START

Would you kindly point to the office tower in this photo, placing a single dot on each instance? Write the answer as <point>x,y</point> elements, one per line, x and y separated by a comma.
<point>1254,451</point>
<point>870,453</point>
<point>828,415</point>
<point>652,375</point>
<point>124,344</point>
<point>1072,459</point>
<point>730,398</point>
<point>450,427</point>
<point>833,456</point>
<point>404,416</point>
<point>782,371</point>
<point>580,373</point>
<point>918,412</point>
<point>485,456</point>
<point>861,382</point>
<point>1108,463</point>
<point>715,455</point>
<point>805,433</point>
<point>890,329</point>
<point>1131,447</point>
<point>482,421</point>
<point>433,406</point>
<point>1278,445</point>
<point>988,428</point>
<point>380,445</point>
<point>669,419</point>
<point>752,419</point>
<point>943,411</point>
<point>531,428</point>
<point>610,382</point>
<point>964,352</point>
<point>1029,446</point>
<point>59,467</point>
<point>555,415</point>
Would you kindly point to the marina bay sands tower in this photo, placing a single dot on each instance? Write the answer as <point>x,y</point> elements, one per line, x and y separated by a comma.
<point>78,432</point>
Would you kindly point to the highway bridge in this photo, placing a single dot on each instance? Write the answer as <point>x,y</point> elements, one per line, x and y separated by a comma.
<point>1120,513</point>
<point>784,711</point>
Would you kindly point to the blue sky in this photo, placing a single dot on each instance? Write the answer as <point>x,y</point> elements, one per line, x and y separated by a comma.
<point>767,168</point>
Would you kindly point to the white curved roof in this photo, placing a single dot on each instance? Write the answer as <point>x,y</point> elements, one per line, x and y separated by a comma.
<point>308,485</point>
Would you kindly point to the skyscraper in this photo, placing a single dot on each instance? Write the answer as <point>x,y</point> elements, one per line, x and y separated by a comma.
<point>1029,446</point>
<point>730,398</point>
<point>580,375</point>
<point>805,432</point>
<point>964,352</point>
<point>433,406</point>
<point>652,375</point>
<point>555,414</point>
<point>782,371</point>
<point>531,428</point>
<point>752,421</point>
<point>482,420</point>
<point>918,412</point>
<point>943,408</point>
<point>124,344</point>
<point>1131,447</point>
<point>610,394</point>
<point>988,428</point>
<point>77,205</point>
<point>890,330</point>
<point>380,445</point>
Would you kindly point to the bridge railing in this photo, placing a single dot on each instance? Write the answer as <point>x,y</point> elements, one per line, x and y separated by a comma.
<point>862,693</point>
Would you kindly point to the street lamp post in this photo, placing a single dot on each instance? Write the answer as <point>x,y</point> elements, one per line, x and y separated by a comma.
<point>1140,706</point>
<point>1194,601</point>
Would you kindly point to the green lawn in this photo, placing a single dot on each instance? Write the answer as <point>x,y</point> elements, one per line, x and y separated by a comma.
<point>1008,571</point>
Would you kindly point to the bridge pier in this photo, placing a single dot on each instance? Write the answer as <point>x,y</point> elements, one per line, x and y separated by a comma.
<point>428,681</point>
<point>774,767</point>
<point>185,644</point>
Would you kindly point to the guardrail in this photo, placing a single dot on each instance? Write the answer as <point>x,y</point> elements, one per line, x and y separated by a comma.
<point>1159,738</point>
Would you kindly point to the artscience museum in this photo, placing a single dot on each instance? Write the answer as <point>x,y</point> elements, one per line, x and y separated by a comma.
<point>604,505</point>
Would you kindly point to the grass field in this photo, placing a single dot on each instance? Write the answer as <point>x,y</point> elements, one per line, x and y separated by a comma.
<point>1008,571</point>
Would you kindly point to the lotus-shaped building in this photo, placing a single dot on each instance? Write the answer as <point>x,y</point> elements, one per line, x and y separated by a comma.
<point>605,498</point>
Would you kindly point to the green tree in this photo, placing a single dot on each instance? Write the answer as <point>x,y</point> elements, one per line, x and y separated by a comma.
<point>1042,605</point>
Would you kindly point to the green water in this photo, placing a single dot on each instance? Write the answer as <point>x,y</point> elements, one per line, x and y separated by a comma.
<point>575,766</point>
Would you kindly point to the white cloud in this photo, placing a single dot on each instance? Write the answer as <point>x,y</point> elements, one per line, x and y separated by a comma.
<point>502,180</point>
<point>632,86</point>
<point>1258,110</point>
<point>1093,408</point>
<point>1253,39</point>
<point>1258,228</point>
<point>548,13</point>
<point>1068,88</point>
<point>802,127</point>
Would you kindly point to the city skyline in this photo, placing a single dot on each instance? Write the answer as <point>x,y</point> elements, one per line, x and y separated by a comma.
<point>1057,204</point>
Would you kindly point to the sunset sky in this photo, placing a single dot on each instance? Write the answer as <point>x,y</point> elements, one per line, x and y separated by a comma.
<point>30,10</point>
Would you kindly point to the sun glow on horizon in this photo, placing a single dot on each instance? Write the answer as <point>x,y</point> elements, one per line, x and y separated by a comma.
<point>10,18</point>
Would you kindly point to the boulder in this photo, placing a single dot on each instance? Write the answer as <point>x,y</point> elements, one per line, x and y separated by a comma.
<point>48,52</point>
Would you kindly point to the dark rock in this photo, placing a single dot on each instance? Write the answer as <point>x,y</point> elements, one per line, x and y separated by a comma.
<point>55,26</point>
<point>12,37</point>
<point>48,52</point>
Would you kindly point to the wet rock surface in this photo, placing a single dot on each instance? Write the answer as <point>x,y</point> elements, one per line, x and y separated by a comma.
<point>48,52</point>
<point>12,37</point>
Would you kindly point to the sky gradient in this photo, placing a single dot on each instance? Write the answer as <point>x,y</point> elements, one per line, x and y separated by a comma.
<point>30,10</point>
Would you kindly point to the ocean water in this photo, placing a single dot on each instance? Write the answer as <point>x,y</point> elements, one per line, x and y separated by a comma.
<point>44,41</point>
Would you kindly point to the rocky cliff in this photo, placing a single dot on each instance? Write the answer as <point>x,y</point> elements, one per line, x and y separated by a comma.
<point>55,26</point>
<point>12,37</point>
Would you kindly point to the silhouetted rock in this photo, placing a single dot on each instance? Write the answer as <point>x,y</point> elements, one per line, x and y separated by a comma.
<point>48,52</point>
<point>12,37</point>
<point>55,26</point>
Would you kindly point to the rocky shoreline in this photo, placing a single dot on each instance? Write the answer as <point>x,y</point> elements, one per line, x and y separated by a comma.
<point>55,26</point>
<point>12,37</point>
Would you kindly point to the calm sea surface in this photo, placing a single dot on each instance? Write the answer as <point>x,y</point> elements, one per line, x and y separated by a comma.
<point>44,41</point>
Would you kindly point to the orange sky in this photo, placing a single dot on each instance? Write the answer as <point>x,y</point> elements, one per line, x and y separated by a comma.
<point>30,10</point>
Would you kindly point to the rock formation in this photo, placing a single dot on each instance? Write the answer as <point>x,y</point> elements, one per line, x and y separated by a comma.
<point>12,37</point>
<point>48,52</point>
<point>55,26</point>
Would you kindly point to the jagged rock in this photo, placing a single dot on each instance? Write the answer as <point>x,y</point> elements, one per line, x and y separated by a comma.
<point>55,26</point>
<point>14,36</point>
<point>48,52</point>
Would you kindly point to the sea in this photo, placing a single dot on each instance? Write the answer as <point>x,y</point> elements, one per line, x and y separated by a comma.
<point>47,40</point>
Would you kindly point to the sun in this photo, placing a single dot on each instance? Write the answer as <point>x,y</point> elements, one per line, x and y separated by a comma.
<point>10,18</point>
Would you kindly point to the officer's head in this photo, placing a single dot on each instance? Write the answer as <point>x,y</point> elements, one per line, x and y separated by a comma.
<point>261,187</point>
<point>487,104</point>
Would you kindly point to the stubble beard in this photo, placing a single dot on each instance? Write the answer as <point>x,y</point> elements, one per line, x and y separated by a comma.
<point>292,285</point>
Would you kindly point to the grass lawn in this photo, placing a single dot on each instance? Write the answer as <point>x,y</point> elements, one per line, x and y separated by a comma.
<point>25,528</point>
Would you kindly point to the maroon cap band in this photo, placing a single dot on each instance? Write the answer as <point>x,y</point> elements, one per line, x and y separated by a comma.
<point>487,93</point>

END

- _TASK TO COMPLETE_
Express the records from the line containing "Would you kindly point to the maroon" through the end of the records, inclusive, as a two-column CSV with the columns request and response. Give one row per request, with its text and its answer each in a single quoted field and any line breaks replaced by spaces.

- _COMPLETE OUTPUT_
request,response
"Would you kindly point to the maroon cap band in this photo, placing a single dot on each instance? Write the answer as <point>x,y</point> elements, one per line, x and y separated by a comma.","<point>487,93</point>"